Exercise aim: In the post on knowing you are saved, reproduce the passage that opens with "We can be certain." and closes with "know as well.", changing every "Savior" to "Redeemer".

Text provided:

★ ★ ★ ★ ★

Hey guys!
This is my first post to the group, and I’ve decided to try and tackle a pretty big subject as simply as possible.
The subject matter for a discussion such as this could literally fill a library, and I am attempting to do it some kind of justice in a brief post? 🤔
I don’t know. We’ll see how well I do...
I‘d love to your thoughts on these matters. 😀
Well let’s start with the first question.
How do we know we are saved?
The Bible is very clear about telling us we can know this without a shadow of a doubt.
God does not want us guessing, or groping around in the dark on this one...
I once heard a definition of religion that actually fit that description pretty well:
“Religion is like a blind man groping around in the dark for a black cat that isn’t even there...”
Christianity differs from all other religions in the fact that it is not like that.
Not at all.
We can be certain.
We can know for sure.
We have a hope that the rest of the world does not have.
We know a Savior that the rest of the world does not know, but can come to know as well.
This in fact, is the very definition of faith:
“Faith is this, being CERTAIN of what we hope for, and SURE of what we do not see.”-Heb11:1
God wants us to know The One we know, to know we are saved, and to be completely secure in that.
So, how can we know we are saved?
Well, Christ is the bride groom, and we (the church) are His bride.
We are married to Christ.
We could ask anyone who is married in a similar way, “So, how do you know that you are married?”
We might get any number of responses, but most couples would probably say something like this:
“Well, there was an event in time; a celebration. We exchanged rings, and confessed our love for one another. We committed our lives to one another and vowed to take care of one another ‘until death do us part’, and we did life together from that point on...”
The size of the event, or any of the fanfare associated with it is not important. The point is, was there an event in our lives-a time when we came to realize our need for a Savior when we said, “Yes” to Jesus Christ?
Now, typically the strength of a marriage is only as good as the level of commitment on the part of each spouse.
Our promise is only as good as our willingness to commit to that promise.
But in our marriage to Christ, the level of commitment on the part of Christ transcends the depth of any human covenant, because the covenant was not made between God and human-but between Jesus and God.
If we are married to Christ, we have entered into a covenant that is eternally binding!
We know that marriage between two human beings is a covenant that can only be broken by divorce.
So let’s talk about the security we have in our marriage with Christ. We will attempt to answer the question of whether or not a believer can lose his or her salvation, or in essence, be divorced from Christ.

★ ★ ★ ★ ★

Raw data:
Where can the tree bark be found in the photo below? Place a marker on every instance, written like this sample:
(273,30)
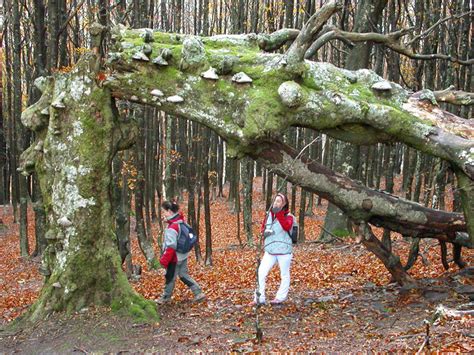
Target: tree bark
(81,263)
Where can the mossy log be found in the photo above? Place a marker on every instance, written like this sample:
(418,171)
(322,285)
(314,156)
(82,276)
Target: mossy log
(356,106)
(250,98)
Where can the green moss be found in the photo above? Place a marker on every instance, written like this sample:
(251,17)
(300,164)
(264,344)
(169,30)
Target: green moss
(342,233)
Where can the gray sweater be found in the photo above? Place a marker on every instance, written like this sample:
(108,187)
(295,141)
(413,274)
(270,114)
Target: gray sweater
(279,242)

★ ★ ★ ★ ★

Answer for this exercise:
We can be certain.
We can know for sure.
We have a hope that the rest of the world does not have.
We know a Redeemer that the rest of the world does not know, but can come to know as well.